### Brano da leggere
Il regolamento di condominio non può vietare le opere volte ad agevolare l'accessibilità alle unità immobiliari

Franco Petrolati
12 Ottobre 2017

Sul presupposto che la legislazione relativa ai portatori di handicap riveste una valenza generale per la costruzione di edifici privati e la ristrutturazione di quelli preesistenti, il Supremo Collegio ha statuito che...
Massima

L'eliminazione delle barriere architettoniche - nella specie, mediante la sopraelevazione del preesistente impianto di ascensore e della scala condominiale al piano superattico - corrisponde a finalità di carattere pubblicistico volte a favorire l'accessibilità agli edifici; può, quindi, realizzarsi a spese del condomino interessato nel rispetto dei limiti previsti dall'art. 1102 c.c. (da definirsi tenendo conto del principio di solidarietà condominiale), e non può essere preclusa da una disposizione del regolamento di condominio che subordini all'autorizzazione dell'assemblea qualunque opera che interessi le strutture portanti, modifichi impianti generali od alteri comunque l'aspetto architettonico dell'edificio.

Il caso

La proprietaria e l'anziana conduttrice di un appartamento al piano superattico convengono in giudizio il Condominio per l'accertamento del diritto all'esecuzione delle opere relative al prolungamento, sino al rispettivo piano, dell'impianto di ascensore e della scala condominiale; il Tribunale riconosce tale diritto.

### Materiale fornito
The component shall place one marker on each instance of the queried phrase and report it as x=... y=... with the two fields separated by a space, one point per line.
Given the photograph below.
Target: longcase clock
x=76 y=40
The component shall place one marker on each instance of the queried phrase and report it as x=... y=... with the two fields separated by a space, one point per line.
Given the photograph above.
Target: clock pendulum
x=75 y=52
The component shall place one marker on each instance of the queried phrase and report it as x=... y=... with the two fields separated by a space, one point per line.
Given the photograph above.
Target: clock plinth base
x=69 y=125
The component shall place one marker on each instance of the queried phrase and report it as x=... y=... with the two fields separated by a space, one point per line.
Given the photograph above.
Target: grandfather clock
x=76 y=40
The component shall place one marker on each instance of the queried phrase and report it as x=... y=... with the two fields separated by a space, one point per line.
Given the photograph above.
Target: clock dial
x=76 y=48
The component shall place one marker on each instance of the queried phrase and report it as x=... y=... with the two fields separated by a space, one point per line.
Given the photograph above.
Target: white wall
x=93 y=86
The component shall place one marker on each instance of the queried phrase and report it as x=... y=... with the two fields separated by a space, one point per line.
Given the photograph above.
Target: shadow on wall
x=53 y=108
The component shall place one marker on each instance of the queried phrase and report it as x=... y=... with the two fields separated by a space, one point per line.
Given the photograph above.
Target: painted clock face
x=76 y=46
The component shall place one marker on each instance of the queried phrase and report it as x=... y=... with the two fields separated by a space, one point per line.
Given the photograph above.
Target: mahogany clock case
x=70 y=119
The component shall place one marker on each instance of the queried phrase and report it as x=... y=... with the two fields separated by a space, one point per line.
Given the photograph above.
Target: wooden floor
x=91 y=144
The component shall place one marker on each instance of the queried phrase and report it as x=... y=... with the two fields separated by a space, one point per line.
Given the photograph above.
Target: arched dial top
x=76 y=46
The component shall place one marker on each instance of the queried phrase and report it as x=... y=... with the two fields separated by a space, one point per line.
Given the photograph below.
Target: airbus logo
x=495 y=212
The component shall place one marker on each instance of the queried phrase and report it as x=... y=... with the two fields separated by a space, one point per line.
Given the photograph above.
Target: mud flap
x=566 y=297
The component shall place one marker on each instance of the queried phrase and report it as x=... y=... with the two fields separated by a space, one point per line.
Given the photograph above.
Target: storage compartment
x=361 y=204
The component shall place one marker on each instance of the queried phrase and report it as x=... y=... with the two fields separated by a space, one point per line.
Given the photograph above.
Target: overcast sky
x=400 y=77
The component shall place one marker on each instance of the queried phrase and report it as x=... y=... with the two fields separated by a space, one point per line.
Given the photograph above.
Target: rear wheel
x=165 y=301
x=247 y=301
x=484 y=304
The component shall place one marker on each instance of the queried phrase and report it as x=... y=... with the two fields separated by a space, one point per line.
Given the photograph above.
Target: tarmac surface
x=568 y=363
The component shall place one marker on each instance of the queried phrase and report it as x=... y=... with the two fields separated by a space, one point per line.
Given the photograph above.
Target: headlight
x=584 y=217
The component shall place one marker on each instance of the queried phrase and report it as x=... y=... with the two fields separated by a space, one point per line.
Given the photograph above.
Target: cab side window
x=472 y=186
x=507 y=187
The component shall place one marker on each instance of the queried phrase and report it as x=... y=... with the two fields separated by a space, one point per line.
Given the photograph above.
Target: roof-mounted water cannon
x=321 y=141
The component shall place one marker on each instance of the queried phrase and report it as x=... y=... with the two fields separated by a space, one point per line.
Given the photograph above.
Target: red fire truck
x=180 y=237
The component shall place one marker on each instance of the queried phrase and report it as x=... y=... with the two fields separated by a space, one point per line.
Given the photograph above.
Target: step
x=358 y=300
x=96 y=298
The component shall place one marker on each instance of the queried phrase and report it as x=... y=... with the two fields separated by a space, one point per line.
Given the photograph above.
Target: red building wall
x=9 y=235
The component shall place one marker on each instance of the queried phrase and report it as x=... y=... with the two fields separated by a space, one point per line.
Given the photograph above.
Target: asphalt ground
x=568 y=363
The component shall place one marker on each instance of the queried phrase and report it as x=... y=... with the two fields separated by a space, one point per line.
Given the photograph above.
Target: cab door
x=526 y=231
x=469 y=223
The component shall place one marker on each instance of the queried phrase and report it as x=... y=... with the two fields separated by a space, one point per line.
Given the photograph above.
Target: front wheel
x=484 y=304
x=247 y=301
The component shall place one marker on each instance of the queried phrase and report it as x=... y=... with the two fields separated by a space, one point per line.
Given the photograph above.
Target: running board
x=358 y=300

### Esercizio scritto 1
Secondo il brano sulle barriere architettoniche, entro i limiti di quale articolo del codice civile il condomino interessato può eseguire a proprie spese le opere?
### Esercizio scritto 2
Conta le righe dei dati in cui compare la stringa "clock" e scrivi soltanto il numero.

### Risposta 1
Entro i limiti dell'art. 1102 c.c.

### Risposta 2
7